## Material supplied
»»

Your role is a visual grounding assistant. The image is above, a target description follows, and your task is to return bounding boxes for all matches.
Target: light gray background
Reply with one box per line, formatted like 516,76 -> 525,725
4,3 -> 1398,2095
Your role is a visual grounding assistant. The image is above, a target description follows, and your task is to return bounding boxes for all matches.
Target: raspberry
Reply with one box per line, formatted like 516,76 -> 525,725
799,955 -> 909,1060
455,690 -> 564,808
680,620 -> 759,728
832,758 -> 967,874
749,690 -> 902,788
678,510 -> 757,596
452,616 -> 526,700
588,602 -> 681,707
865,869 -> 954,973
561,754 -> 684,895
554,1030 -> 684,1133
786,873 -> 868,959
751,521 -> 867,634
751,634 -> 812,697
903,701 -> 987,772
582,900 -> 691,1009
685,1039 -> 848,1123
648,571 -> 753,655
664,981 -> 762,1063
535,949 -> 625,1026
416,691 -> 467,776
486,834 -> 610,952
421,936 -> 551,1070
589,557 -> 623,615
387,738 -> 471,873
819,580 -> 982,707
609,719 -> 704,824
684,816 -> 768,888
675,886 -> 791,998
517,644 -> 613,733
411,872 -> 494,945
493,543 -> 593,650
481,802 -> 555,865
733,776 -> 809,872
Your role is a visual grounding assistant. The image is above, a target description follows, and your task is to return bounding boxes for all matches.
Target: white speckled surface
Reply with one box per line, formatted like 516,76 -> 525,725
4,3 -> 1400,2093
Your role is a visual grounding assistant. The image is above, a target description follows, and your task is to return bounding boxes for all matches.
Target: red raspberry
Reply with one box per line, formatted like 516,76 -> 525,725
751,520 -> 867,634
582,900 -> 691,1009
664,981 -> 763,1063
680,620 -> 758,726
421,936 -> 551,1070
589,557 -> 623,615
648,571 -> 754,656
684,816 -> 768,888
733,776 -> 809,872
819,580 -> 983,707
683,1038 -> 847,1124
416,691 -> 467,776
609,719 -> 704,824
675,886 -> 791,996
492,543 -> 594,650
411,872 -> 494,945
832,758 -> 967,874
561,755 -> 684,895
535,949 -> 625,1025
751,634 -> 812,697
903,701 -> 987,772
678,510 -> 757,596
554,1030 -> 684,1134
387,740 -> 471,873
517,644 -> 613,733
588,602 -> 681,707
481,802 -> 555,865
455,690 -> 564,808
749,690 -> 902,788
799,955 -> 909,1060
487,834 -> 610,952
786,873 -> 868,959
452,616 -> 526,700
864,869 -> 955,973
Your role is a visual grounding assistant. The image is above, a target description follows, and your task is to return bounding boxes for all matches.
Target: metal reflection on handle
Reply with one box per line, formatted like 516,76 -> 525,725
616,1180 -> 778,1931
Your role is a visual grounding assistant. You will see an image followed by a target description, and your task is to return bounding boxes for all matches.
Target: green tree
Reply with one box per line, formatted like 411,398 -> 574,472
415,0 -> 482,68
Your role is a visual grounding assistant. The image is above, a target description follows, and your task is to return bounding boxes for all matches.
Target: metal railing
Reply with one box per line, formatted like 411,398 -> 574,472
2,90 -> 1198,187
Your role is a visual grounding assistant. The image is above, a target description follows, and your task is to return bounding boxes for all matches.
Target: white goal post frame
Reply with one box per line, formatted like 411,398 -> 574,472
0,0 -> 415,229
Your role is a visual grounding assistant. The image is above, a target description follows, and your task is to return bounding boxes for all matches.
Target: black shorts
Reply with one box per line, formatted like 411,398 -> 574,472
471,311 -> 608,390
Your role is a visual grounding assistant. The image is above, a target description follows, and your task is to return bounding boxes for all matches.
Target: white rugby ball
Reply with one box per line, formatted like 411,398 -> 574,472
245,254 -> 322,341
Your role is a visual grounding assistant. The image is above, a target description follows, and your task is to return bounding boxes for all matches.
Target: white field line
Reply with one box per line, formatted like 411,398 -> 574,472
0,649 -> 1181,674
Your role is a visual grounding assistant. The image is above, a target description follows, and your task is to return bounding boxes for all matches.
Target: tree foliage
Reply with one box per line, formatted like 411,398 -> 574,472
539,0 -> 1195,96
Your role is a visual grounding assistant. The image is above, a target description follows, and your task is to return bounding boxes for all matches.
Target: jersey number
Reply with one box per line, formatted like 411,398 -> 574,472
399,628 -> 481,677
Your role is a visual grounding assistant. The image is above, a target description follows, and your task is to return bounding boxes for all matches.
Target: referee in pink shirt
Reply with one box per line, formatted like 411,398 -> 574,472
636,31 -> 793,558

««

## Problem requirements
Each line above with the word "white" needs to be copied.

## Solution for this problem
Target: white speckled surface
Target: white goal post frame
Target: white rugby ball
Target: white field line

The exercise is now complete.